• SELECTED EXTRACT
>>>>>
= Glenn Miller's Method for Orchestral Arranging =

1943 book on arranging by Glenn Miller

1943 first edition, Mutual Music Society, New York.

Glenn Miller's Method for Orchestral Arranging is a 1943 book on arranging by Glenn Miller published by the Mutual Music Society in the U.S. and Chappell & Co., Ltd., in the UK.

==Background==
The book was published in New York by the Mutual Music Society on May 28, 1943, consisting of 116 pages. The book was wrapped in dark red cloth with two stapled, folded multiple page scores, with the title in a gold color. The two songs featured were "The Song of the Volga Boatmen" in six pages and "I'm Thrilled" in five pages, which had been released as 78 singles by Glenn Miller and his Orchestra on RCA Victor. Glenn Miller described the process of making orchestral arrangements with many examples from his own orchestra. There were chapters on "Making a smooth arrangement", "Making a rhythmic arrangement", and "Orchestral effects".

The book was also published in a similar UK edition in 1943 by Chappell & Co., Ltd., 50 New Bond Street, in London, W.I, printed by Lowe and Brydone.

The book was influential on later jazz arrangers. Grammy Award winning arranger Bob Freedman used the book to develop his own arranging techniques.
<<<<<
• GOALS
(1) Answer these questions about the article on Glenn Miller's arranging book:
(a) On what date did the Mutual Music Society publish the book in New York?
(b) Who printed the UK edition?
(c) Which Grammy Award winning arranger used the book to develop his own arranging techniques?
(2) Rewrite the passage of the article on Glenn Miller's arranging book starting with "The book was also" and going on through "own arranging techniques.", replacing "influential" with "important".

• RAW DATA
>>>>>
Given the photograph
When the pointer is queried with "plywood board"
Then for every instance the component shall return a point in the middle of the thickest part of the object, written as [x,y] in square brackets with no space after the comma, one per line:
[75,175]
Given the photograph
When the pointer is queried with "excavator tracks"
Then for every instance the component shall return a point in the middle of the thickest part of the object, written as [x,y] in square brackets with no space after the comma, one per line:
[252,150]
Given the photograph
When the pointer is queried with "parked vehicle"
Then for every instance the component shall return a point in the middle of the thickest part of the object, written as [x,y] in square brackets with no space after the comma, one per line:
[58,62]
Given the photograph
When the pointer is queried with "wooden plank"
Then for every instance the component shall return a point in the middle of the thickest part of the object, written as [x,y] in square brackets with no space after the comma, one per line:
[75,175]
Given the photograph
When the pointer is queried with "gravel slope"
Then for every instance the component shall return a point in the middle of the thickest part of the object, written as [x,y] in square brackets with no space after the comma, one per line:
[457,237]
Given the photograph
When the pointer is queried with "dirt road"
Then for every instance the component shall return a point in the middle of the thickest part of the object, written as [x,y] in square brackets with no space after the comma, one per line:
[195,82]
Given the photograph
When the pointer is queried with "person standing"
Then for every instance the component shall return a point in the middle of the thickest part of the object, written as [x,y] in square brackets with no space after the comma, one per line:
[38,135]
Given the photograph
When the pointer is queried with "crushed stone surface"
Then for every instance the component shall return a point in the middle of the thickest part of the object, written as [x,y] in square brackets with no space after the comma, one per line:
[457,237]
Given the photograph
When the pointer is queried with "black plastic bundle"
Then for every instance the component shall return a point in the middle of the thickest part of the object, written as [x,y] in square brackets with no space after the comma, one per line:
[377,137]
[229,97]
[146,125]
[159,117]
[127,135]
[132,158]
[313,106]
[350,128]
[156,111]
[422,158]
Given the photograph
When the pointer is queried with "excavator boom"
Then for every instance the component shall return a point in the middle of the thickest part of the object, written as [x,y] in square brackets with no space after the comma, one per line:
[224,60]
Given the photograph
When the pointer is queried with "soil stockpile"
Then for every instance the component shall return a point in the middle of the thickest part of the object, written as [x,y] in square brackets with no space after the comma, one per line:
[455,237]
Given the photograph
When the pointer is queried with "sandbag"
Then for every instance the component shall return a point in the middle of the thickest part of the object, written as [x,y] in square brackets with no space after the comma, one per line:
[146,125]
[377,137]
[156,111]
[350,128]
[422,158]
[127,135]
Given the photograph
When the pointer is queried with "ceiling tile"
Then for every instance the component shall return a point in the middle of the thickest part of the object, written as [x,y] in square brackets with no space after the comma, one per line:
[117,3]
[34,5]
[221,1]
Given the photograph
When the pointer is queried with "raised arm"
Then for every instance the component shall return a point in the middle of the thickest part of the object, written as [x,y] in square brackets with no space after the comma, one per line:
<<<<<
• ANSWERS PROVIDED
(1)
(a) May 28, 1943
(b) Lowe and Brydone
(c) Bob Freedman

(2)
The book was also published in a similar UK edition in 1943 by Chappell & Co., Ltd., 50 New Bond Street, in London, W.I, printed by Lowe and Brydone.

The book was important on later jazz arrangers. Grammy Award winning arranger Bob Freedman used the book to develop his own arranging techniques.